» RECORDS:
======

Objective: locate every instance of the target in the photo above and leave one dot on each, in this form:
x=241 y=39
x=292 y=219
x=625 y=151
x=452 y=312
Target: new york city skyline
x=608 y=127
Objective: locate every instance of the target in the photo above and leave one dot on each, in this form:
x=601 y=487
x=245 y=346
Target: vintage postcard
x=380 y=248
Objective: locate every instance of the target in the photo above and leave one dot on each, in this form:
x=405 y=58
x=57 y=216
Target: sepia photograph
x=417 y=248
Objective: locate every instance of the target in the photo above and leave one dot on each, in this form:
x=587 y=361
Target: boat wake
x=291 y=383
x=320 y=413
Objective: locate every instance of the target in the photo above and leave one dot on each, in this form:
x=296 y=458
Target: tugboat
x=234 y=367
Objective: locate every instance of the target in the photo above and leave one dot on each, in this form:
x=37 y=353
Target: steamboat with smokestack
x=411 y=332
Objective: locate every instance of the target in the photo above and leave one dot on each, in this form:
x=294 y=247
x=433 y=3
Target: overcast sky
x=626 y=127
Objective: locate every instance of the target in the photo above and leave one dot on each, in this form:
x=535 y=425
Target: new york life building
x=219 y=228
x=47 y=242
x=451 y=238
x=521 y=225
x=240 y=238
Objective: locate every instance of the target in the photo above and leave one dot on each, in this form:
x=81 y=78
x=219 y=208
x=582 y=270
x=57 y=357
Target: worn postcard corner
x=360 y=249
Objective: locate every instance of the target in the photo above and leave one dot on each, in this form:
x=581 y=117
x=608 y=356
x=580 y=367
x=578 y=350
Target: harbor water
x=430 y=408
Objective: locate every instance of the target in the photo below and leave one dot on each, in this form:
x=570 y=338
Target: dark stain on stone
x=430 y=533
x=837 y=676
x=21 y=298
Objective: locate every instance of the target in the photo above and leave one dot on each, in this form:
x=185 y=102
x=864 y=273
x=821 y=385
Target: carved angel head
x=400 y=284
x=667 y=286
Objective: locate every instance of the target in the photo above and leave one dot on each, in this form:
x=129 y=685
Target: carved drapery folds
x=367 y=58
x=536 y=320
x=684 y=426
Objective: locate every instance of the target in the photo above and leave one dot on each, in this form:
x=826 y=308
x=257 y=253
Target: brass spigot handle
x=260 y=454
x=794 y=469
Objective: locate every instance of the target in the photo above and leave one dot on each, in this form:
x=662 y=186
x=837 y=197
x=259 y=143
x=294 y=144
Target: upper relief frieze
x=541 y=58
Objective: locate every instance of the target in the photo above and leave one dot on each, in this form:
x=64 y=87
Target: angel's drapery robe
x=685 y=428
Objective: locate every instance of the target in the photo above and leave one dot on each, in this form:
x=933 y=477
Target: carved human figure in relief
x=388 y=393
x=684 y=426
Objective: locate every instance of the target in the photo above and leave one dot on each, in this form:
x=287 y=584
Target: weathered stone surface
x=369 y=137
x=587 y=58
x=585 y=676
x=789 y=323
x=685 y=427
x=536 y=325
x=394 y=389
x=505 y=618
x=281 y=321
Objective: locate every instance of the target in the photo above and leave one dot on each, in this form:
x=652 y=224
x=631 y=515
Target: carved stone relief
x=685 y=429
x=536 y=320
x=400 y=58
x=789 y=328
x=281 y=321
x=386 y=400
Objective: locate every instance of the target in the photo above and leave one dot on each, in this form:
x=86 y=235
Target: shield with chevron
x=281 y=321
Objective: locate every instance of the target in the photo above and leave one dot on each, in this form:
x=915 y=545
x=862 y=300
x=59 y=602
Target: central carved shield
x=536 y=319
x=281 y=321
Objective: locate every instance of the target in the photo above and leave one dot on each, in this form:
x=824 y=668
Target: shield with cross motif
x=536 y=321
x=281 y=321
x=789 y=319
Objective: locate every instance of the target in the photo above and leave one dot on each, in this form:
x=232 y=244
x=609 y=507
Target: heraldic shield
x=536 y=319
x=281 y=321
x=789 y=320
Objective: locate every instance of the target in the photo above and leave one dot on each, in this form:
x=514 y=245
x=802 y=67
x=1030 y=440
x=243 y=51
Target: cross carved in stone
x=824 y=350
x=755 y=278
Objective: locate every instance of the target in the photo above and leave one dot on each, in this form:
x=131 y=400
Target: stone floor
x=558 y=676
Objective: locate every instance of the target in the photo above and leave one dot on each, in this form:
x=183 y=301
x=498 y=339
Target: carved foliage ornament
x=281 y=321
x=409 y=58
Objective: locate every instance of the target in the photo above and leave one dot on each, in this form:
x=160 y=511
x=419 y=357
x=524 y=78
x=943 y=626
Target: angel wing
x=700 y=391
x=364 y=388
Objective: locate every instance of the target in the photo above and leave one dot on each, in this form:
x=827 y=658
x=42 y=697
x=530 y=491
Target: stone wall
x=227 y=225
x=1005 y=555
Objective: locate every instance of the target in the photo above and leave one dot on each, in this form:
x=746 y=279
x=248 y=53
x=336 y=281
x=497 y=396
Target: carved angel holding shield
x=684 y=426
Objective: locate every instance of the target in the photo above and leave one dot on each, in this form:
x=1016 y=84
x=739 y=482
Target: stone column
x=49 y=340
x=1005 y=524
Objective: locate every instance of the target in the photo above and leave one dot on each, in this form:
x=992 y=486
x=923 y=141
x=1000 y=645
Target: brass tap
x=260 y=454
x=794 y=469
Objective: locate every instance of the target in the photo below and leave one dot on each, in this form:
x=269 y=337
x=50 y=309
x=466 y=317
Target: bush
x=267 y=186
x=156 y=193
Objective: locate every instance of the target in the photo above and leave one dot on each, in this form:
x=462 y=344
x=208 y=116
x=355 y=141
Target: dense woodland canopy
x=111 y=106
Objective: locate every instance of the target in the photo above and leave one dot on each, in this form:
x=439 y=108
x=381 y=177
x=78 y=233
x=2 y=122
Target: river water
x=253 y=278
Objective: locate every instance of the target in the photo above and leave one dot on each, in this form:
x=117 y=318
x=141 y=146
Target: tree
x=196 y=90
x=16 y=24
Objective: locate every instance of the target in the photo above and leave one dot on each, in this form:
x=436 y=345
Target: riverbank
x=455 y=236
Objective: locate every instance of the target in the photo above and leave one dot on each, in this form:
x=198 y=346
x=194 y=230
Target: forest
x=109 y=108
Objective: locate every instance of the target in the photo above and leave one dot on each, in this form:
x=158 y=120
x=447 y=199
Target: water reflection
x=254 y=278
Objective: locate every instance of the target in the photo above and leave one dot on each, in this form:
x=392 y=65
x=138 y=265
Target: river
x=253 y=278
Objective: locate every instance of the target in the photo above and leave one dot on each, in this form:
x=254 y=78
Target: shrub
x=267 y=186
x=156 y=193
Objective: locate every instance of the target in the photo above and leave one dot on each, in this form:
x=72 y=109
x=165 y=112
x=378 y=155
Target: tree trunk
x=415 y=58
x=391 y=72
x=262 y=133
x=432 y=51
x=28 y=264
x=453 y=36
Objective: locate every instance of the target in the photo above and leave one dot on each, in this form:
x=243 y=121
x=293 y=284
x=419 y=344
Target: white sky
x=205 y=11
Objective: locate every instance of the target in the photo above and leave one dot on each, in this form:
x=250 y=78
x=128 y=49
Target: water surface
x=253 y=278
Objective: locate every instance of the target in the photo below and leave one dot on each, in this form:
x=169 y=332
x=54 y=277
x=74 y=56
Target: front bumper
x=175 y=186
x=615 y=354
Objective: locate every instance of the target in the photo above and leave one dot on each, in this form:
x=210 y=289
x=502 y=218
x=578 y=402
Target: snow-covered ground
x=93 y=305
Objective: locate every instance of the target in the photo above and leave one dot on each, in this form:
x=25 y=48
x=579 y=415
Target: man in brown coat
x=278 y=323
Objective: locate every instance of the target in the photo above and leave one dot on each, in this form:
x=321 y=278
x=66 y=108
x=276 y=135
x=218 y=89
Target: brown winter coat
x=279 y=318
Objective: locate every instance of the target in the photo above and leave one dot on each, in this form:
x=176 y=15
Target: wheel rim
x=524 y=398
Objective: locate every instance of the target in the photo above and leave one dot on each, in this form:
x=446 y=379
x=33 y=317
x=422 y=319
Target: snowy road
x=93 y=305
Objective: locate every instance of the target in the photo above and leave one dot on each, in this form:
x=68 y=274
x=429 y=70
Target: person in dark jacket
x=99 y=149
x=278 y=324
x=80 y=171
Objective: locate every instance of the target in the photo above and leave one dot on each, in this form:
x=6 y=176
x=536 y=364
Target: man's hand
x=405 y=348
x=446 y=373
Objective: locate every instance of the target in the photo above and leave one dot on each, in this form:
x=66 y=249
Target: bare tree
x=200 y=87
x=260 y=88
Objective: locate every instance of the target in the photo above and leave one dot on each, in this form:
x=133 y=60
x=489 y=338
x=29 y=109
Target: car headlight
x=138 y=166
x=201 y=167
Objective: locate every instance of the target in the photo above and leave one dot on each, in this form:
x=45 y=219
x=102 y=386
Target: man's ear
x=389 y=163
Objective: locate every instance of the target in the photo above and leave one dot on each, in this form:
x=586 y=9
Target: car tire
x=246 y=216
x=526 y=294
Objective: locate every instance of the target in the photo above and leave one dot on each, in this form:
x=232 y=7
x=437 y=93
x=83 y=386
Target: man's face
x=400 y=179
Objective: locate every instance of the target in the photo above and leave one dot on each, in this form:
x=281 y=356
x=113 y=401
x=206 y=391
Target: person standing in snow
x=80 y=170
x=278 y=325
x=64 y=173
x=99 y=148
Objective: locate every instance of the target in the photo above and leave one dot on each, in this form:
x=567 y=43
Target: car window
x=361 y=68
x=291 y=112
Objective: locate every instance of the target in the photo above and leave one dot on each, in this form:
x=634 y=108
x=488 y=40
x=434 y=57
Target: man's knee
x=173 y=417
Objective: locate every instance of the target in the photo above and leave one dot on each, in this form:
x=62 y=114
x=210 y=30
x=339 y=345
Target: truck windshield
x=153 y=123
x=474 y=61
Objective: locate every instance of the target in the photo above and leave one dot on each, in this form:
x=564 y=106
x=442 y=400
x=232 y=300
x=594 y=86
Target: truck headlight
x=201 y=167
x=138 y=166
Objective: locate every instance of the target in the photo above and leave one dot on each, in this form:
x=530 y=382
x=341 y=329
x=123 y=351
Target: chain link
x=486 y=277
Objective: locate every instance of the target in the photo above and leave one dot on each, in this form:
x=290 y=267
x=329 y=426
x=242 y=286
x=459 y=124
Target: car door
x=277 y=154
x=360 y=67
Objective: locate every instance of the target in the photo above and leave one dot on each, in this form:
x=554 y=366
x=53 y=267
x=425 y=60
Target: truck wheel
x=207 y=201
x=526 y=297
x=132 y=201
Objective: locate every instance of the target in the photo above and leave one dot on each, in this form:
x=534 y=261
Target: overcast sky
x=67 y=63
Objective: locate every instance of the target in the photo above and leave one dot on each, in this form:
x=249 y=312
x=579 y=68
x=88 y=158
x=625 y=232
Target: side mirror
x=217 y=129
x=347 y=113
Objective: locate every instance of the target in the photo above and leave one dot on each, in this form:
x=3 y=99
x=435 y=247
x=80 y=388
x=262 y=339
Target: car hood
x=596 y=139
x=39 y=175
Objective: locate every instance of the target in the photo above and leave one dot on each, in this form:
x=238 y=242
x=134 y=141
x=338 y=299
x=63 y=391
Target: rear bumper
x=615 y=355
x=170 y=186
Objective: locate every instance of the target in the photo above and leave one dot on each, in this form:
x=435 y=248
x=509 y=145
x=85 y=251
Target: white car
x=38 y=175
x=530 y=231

======

Reproduce the items verbatim, starting at the very first line and ending with the line that contains "x=234 y=367".

» RESULT FOR THIS EXERCISE:
Objective: locate every instance of the target in the photo above and leave one dot on each, in this form:
x=241 y=39
x=292 y=219
x=625 y=151
x=452 y=312
Target: new york city skyline
x=608 y=127
Objective: locate every instance of the target in the photo above and leave one dot on each, in this form:
x=601 y=487
x=245 y=346
Target: vintage postcard
x=380 y=248
Objective: locate every instance of the target in the photo above and leave one dot on each, in this form:
x=405 y=58
x=57 y=216
Target: sepia photograph
x=417 y=248
Objective: locate every instance of the target in the photo above and leave one dot on each, in this form:
x=587 y=361
Target: boat wake
x=291 y=383
x=320 y=413
Objective: locate every instance of the target in the photo above and leave one dot on each, in this form:
x=296 y=458
Target: tugboat
x=234 y=367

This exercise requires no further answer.